■ **What the exercise asks**
Could you copy, word for word, only the lines from the one containing "of the framed" through the last line of the records below, both included?

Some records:
--------------------------------

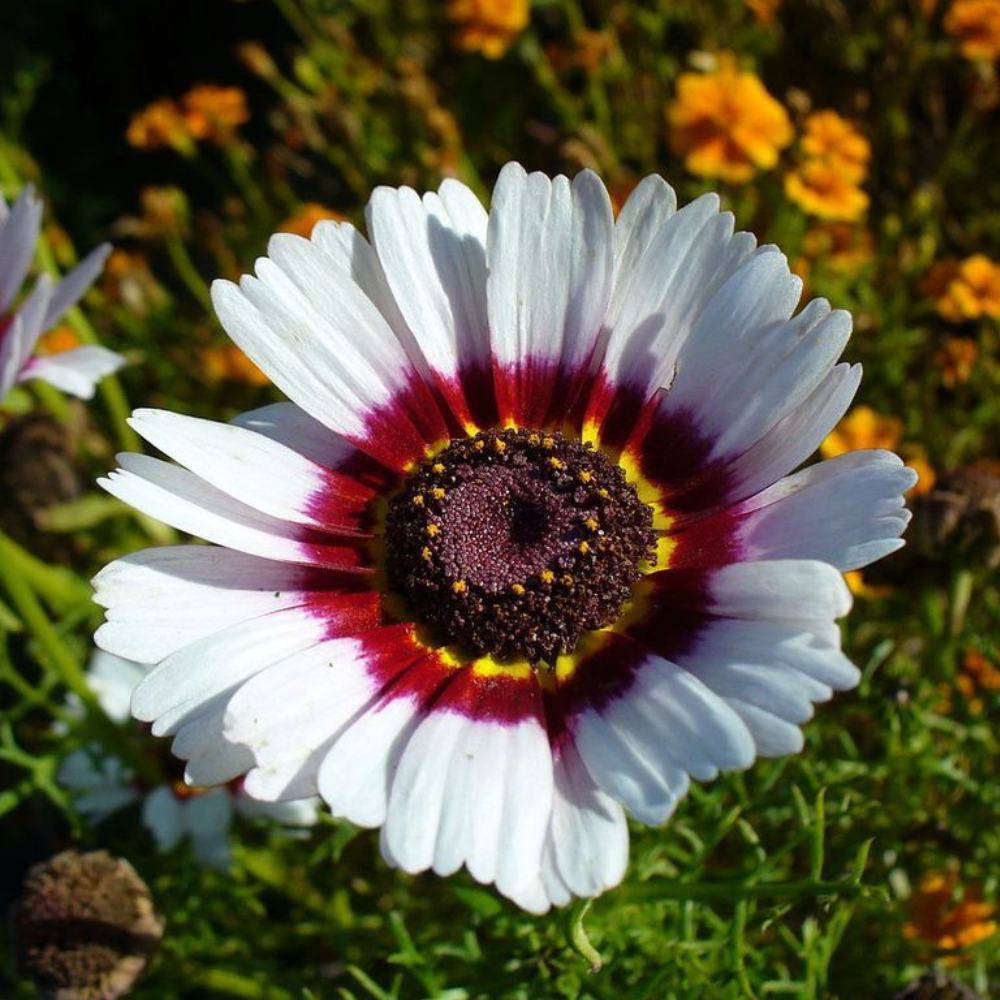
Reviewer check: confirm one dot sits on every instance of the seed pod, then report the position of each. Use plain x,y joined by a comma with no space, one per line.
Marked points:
84,927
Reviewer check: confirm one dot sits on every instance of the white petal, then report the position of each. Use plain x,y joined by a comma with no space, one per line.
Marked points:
256,470
847,511
113,679
658,299
163,817
433,252
188,503
475,793
550,264
71,288
160,600
76,371
18,235
357,771
586,849
668,723
184,682
294,428
289,715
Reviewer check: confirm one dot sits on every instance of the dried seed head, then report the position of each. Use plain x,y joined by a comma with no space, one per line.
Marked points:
84,927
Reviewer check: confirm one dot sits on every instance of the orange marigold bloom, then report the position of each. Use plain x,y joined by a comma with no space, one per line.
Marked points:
827,136
227,363
214,113
488,26
956,359
820,188
59,339
863,427
303,221
159,124
839,246
726,125
937,918
964,290
976,25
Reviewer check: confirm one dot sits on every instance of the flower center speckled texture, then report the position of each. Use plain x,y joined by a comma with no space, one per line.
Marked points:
513,543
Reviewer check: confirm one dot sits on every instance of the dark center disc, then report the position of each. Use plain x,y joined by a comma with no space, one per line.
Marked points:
513,543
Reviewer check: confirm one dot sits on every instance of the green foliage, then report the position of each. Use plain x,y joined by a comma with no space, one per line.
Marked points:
791,880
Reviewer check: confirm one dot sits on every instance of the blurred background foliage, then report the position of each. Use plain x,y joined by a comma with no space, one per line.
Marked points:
186,133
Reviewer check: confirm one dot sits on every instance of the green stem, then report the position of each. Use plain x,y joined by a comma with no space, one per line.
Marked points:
803,888
579,938
187,272
26,603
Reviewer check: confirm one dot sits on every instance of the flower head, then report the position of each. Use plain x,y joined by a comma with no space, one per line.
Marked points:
488,26
75,371
964,290
726,125
976,25
821,188
172,811
834,140
524,550
951,924
214,113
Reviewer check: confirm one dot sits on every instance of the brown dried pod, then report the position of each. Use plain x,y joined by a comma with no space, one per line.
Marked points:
935,986
961,515
84,927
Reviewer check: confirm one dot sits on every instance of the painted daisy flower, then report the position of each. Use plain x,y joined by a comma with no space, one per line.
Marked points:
522,552
75,371
101,784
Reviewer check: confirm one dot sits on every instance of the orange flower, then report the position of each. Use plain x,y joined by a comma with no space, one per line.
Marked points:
863,428
860,588
976,25
835,140
964,290
956,359
228,363
214,113
303,221
764,10
981,671
838,246
725,124
938,919
159,124
488,26
820,188
61,338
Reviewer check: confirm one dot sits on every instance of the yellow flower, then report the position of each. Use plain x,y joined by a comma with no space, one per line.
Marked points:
214,113
956,359
822,189
303,221
938,919
964,290
976,25
159,124
59,339
827,136
861,588
725,124
488,26
863,428
227,363
839,247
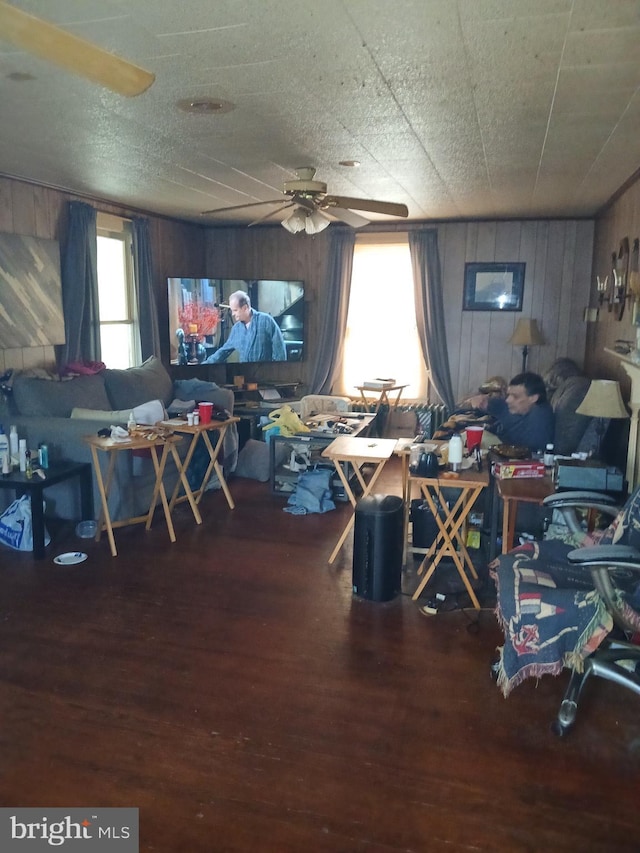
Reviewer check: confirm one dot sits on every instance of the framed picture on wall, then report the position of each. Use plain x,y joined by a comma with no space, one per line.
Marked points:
493,287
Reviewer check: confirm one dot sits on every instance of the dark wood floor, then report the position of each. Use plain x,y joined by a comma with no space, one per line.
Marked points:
231,687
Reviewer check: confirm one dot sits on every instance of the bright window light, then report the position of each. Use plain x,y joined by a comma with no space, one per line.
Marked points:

--------------------------------

■ **Solution**
Reviewer check: confirm one dot sits on every instance of the framed picture on wall, then report the position of each. Use plain x,y joined by a comma with no space, one per line.
Marked points:
493,287
Reviewer check: confirm one dot sits on every instance of the dark wood floor, then report the position of each. Use plain x,y joined by a comma with no space, one per line.
Marked points:
231,687
Reviewer check: confirm one dot sits on every instance of the bright window light, then report the position of each. Use plain x,y joined by a comma with no space, one per line.
Marked points:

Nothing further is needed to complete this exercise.